▶ Given exercise: Convert all of the records below into a Markdown table with the columns No. and Line. Number the rows consecutively from 1, put one line per row, and leave out blank lines.

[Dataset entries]
***

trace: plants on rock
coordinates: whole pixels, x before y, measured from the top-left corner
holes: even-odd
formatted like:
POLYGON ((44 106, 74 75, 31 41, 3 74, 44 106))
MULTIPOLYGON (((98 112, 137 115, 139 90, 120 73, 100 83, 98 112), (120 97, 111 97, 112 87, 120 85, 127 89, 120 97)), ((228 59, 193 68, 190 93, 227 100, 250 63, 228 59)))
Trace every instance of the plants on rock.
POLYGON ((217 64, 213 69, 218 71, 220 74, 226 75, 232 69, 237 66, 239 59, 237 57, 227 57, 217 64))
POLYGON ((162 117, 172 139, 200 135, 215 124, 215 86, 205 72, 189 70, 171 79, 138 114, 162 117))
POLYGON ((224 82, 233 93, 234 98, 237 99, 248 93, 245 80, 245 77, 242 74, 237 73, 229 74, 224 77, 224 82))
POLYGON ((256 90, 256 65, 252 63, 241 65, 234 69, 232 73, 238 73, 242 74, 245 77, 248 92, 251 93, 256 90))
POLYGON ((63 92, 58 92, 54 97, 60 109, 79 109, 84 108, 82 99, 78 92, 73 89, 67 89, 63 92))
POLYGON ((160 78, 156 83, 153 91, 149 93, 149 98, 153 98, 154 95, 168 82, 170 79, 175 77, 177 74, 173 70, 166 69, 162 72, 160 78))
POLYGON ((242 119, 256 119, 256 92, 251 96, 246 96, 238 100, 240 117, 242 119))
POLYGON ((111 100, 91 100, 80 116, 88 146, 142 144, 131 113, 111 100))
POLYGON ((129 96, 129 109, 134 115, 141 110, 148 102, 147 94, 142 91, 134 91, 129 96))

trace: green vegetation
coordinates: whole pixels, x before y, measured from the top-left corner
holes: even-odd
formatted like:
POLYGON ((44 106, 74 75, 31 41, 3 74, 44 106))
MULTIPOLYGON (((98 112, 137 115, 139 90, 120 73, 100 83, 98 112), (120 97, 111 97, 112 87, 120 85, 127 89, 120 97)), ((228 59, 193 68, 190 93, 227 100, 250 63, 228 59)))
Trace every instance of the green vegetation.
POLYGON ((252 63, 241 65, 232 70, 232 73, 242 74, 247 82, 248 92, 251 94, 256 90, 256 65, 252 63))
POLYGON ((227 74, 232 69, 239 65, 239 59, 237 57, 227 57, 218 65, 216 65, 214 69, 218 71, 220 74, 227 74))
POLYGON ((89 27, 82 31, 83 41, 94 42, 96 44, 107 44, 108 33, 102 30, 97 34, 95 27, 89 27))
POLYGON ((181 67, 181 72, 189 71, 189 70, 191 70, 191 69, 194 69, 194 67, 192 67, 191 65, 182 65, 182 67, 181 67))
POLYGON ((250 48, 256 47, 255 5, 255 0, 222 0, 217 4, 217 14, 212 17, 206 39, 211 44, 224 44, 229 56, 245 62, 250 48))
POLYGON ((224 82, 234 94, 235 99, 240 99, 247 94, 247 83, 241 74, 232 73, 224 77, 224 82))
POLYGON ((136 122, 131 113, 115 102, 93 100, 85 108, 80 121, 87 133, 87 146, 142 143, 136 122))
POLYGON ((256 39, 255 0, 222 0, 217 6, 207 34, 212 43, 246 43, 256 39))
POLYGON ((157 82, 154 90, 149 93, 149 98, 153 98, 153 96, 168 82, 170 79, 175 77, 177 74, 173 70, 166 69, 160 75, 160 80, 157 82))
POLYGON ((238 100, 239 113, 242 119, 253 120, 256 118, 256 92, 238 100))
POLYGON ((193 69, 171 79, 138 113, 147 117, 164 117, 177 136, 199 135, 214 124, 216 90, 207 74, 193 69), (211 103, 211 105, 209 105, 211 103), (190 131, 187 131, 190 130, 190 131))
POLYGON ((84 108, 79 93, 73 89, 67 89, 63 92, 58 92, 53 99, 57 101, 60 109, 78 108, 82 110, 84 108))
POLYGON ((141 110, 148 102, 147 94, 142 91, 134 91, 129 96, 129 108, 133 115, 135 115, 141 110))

***

▶ Task solution:
| No. | Line |
|---|---|
| 1 | trace: plants on rock |
| 2 | coordinates: whole pixels, x before y, measured from the top-left corner |
| 3 | holes: even-odd |
| 4 | formatted like: |
| 5 | POLYGON ((44 106, 74 75, 31 41, 3 74, 44 106)) |
| 6 | MULTIPOLYGON (((98 112, 137 115, 139 90, 120 73, 100 83, 98 112), (120 97, 111 97, 112 87, 120 85, 127 89, 120 97)), ((228 59, 193 68, 190 93, 227 100, 250 63, 228 59))) |
| 7 | Trace every instance of the plants on rock. |
| 8 | POLYGON ((217 64, 213 69, 218 71, 220 74, 226 75, 232 69, 237 66, 239 59, 237 57, 227 57, 217 64)) |
| 9 | POLYGON ((162 117, 172 139, 200 135, 215 124, 215 86, 205 72, 189 70, 171 79, 138 114, 162 117)) |
| 10 | POLYGON ((224 82, 233 93, 234 98, 237 99, 248 93, 245 80, 245 77, 242 74, 237 73, 229 74, 224 77, 224 82)) |
| 11 | POLYGON ((256 90, 256 65, 252 63, 241 65, 234 69, 232 73, 238 73, 242 74, 245 77, 248 92, 251 93, 256 90)) |
| 12 | POLYGON ((63 92, 58 92, 54 97, 60 109, 79 109, 84 108, 82 99, 78 92, 73 89, 67 89, 63 92)) |
| 13 | POLYGON ((160 78, 156 83, 153 91, 149 93, 149 98, 153 98, 154 95, 168 82, 170 79, 175 77, 177 74, 173 70, 166 69, 162 72, 160 78)) |
| 14 | POLYGON ((242 119, 256 119, 256 92, 251 96, 246 96, 238 100, 240 117, 242 119)) |
| 15 | POLYGON ((111 100, 91 100, 80 116, 88 146, 142 144, 131 113, 111 100)) |
| 16 | POLYGON ((129 96, 129 109, 134 115, 141 110, 148 102, 147 94, 142 91, 134 91, 129 96)) |
| 17 | trace: green vegetation |
| 18 | coordinates: whole pixels, x before y, measured from the top-left corner |
| 19 | holes: even-odd |
| 20 | formatted like: |
| 21 | POLYGON ((44 106, 74 75, 31 41, 3 74, 44 106)) |
| 22 | MULTIPOLYGON (((98 112, 137 115, 139 90, 120 73, 100 83, 98 112), (120 97, 111 97, 112 87, 120 85, 127 89, 120 97)), ((228 59, 193 68, 190 93, 227 100, 250 63, 228 59))) |
| 23 | Trace every instance of the green vegetation. |
| 24 | POLYGON ((252 63, 241 65, 232 70, 232 73, 242 74, 247 82, 248 92, 251 94, 256 90, 256 65, 252 63)) |
| 25 | POLYGON ((227 74, 232 69, 239 65, 239 59, 237 57, 227 57, 218 65, 216 65, 214 69, 218 71, 220 74, 227 74)) |
| 26 | POLYGON ((89 27, 82 31, 83 41, 94 42, 96 44, 107 44, 108 33, 102 30, 97 34, 95 27, 89 27)) |
| 27 | POLYGON ((181 67, 181 72, 189 71, 189 70, 191 70, 191 69, 194 69, 194 67, 192 67, 191 65, 182 65, 182 67, 181 67)) |
| 28 | POLYGON ((250 48, 256 47, 255 5, 255 0, 222 0, 217 4, 217 14, 212 17, 206 39, 211 44, 224 44, 229 56, 245 62, 250 48)) |
| 29 | POLYGON ((224 82, 234 94, 235 99, 240 99, 247 94, 247 83, 241 74, 232 73, 224 77, 224 82)) |
| 30 | POLYGON ((136 122, 131 113, 115 102, 93 100, 85 108, 80 121, 87 133, 87 146, 142 143, 136 122)) |
| 31 | POLYGON ((256 39, 255 0, 222 0, 217 6, 207 34, 212 43, 246 43, 256 39)) |
| 32 | POLYGON ((157 82, 154 90, 149 93, 149 98, 153 98, 153 96, 168 82, 170 79, 175 77, 177 74, 173 70, 166 69, 160 75, 160 80, 157 82)) |
| 33 | POLYGON ((238 100, 239 113, 242 119, 253 120, 256 118, 256 92, 238 100)) |
| 34 | POLYGON ((193 69, 171 79, 138 113, 147 117, 164 117, 177 136, 199 135, 214 124, 216 90, 207 74, 193 69), (211 103, 211 105, 209 105, 211 103), (190 131, 187 131, 190 130, 190 131)) |
| 35 | POLYGON ((84 108, 79 93, 73 89, 67 89, 63 92, 58 92, 53 99, 57 101, 60 109, 78 108, 82 110, 84 108)) |
| 36 | POLYGON ((141 110, 148 102, 147 94, 142 91, 134 91, 129 96, 129 108, 133 115, 135 115, 141 110)) |